◆ **DATA SUPPLIED**:
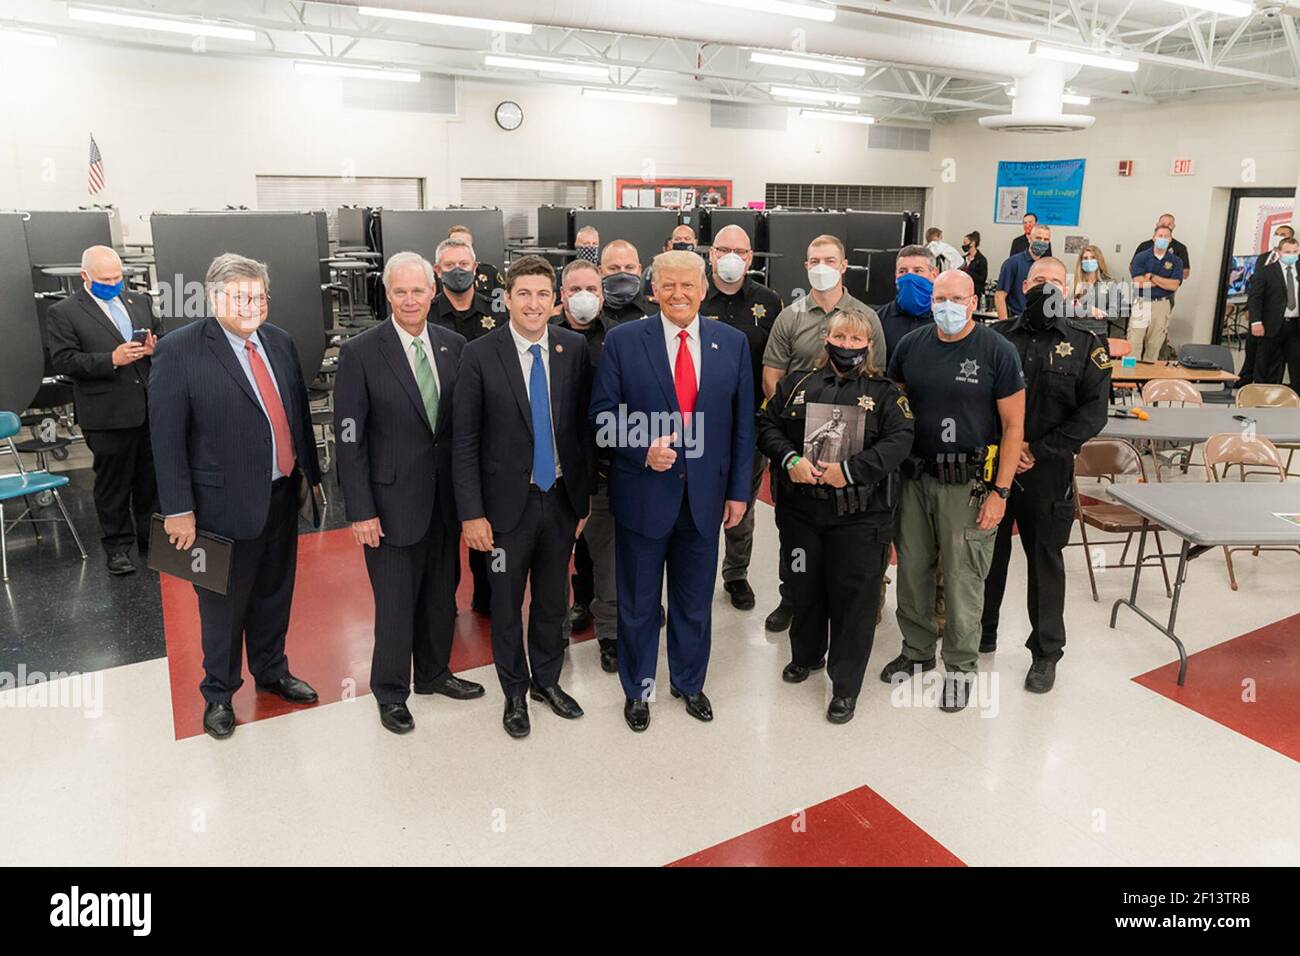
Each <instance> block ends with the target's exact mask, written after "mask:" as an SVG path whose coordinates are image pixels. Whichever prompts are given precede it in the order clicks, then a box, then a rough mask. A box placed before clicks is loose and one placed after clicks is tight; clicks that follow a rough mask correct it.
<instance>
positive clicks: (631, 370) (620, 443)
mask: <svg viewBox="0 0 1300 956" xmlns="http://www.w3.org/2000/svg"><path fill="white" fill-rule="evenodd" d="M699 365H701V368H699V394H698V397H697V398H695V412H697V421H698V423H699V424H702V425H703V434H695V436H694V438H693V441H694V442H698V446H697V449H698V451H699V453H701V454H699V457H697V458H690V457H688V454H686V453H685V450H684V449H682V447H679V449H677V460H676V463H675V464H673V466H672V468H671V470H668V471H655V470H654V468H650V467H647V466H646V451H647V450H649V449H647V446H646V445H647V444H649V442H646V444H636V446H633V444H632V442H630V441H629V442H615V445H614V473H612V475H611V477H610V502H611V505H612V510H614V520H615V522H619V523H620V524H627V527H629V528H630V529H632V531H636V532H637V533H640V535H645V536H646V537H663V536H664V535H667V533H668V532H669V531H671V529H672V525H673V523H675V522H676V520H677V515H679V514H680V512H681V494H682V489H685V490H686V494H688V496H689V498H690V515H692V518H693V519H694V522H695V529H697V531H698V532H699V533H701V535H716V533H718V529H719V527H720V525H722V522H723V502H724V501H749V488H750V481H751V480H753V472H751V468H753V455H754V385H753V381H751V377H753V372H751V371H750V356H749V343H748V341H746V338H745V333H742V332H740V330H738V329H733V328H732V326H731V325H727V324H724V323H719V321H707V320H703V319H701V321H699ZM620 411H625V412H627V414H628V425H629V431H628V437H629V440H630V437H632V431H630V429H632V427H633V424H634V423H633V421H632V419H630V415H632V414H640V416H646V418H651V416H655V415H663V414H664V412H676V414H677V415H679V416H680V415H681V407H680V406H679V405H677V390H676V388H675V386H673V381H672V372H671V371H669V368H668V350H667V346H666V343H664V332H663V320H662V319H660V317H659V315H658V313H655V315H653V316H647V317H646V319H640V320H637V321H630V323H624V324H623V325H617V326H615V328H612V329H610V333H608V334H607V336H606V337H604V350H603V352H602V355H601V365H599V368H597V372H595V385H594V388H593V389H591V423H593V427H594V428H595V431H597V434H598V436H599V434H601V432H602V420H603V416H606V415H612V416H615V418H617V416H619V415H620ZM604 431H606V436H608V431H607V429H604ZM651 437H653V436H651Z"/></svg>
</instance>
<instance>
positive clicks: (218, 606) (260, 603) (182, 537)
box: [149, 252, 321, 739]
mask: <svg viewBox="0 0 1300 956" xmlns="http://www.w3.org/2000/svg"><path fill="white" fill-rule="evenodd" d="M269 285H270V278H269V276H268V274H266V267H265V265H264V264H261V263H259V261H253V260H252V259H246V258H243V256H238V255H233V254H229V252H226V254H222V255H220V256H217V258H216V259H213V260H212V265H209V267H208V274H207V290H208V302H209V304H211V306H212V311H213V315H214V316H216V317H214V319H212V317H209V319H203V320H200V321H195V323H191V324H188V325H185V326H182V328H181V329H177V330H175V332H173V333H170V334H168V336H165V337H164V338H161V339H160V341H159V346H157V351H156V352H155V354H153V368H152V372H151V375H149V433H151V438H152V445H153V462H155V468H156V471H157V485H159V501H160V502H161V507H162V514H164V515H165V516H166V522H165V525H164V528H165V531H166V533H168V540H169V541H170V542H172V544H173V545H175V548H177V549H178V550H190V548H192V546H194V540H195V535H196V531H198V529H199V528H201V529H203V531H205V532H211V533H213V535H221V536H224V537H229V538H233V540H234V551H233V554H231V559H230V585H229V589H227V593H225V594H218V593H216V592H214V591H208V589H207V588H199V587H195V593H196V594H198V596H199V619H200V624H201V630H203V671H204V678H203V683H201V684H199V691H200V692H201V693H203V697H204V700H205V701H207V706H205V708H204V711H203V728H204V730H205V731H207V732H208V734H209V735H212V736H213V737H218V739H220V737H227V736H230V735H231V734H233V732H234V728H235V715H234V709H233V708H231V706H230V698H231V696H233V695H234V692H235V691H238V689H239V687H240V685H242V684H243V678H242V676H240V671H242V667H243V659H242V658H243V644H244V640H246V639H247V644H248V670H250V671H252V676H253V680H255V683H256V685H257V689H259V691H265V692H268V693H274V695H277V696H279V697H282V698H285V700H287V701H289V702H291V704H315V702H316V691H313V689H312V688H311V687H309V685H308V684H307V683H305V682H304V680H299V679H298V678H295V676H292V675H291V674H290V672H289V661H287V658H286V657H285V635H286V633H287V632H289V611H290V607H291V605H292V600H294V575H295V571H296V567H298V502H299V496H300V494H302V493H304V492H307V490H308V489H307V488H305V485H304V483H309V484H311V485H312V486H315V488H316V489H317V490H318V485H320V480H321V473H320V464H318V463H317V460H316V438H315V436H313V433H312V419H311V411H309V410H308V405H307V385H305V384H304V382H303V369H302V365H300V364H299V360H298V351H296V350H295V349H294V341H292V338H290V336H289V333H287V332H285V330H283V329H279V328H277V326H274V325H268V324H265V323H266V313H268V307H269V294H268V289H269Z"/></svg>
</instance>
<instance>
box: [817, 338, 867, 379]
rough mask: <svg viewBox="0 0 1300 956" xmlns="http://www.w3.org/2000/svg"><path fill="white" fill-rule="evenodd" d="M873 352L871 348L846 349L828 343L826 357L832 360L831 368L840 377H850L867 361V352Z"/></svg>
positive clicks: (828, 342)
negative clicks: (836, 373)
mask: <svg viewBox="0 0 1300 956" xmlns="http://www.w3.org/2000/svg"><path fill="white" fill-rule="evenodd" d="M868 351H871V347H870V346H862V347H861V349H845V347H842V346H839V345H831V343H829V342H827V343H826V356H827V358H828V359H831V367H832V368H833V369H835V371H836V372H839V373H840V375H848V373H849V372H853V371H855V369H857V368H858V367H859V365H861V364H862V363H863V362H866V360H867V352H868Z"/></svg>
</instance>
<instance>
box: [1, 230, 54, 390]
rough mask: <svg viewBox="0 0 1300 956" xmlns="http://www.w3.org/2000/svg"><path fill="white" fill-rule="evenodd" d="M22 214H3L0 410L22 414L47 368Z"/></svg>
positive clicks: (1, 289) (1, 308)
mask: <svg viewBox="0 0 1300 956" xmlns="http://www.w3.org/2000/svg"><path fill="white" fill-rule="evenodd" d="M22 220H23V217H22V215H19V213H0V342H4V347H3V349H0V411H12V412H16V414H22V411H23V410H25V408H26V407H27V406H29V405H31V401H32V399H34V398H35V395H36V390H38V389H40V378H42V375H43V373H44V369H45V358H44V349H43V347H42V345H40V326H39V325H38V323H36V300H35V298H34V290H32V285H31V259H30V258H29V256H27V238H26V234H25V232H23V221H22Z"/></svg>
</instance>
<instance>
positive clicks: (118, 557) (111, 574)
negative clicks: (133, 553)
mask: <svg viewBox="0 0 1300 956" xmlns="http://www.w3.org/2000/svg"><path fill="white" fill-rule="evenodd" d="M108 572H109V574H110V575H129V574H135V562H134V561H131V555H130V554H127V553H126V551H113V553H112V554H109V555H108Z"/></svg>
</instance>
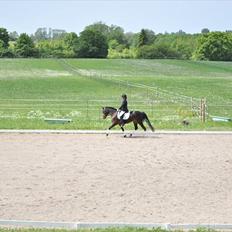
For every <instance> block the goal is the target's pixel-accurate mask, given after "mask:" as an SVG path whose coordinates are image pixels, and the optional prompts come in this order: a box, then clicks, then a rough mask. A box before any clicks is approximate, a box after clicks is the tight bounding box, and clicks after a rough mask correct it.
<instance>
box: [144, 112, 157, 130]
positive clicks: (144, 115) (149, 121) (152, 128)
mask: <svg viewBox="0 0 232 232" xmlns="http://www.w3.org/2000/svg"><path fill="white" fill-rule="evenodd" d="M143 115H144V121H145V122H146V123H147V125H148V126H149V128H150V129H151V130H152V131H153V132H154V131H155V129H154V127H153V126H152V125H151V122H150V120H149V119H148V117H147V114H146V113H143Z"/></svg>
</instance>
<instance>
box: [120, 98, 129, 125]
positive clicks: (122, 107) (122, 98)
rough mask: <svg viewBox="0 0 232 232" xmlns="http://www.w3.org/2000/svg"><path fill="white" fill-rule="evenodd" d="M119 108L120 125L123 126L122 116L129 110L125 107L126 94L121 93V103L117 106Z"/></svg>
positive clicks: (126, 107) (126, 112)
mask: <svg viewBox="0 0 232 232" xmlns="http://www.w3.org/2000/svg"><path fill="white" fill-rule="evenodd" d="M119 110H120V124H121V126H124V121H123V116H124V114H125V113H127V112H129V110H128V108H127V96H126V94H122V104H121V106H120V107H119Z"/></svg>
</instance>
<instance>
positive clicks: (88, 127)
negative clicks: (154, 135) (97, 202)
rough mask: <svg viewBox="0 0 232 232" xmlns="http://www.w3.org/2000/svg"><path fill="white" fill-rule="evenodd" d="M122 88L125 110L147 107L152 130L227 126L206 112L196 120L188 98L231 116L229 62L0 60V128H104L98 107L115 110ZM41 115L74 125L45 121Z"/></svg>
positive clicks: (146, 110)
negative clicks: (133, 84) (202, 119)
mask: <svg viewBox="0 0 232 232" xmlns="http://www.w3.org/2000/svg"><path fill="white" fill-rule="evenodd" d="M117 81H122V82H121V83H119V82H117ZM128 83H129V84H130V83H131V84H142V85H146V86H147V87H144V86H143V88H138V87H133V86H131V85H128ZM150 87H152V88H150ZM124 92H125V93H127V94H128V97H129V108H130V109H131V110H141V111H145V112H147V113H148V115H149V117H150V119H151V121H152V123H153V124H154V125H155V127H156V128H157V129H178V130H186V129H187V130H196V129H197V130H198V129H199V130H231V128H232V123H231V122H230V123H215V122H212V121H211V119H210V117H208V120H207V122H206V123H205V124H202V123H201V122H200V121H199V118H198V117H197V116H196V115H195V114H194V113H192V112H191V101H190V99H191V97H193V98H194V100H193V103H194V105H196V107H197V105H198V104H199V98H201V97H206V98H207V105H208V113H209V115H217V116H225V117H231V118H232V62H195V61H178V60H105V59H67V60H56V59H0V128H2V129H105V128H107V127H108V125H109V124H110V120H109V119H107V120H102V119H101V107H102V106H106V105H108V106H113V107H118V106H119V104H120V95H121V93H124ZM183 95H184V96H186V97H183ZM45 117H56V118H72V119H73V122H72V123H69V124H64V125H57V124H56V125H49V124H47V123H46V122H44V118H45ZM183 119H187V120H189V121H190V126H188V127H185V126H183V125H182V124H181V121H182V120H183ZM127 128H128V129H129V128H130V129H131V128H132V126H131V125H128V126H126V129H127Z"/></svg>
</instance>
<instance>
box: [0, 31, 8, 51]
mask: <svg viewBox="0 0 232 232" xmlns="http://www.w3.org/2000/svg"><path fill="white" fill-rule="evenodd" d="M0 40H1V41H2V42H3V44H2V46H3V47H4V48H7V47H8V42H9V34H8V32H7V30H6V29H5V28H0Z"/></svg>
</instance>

◆ **WORK TO BE COMPLETED**:
Reproduce the records from their very beginning through the line that contains "positive clicks: (631, 370) (620, 443)", with that line included. Leave the pictures out of your copy.

◆ **COMPLETED EXERCISE**:
Each <instance> block ends with the target's exact mask, written after "mask:" as an SVG path whose coordinates are image pixels. Whichever prompts are given precede it in the order clicks, then a box, then a rough mask. A box placed before clicks is loose and one placed after clicks is tight; clicks that follow a rough mask correct it.
<instance>
positive clicks: (631, 370) (620, 443)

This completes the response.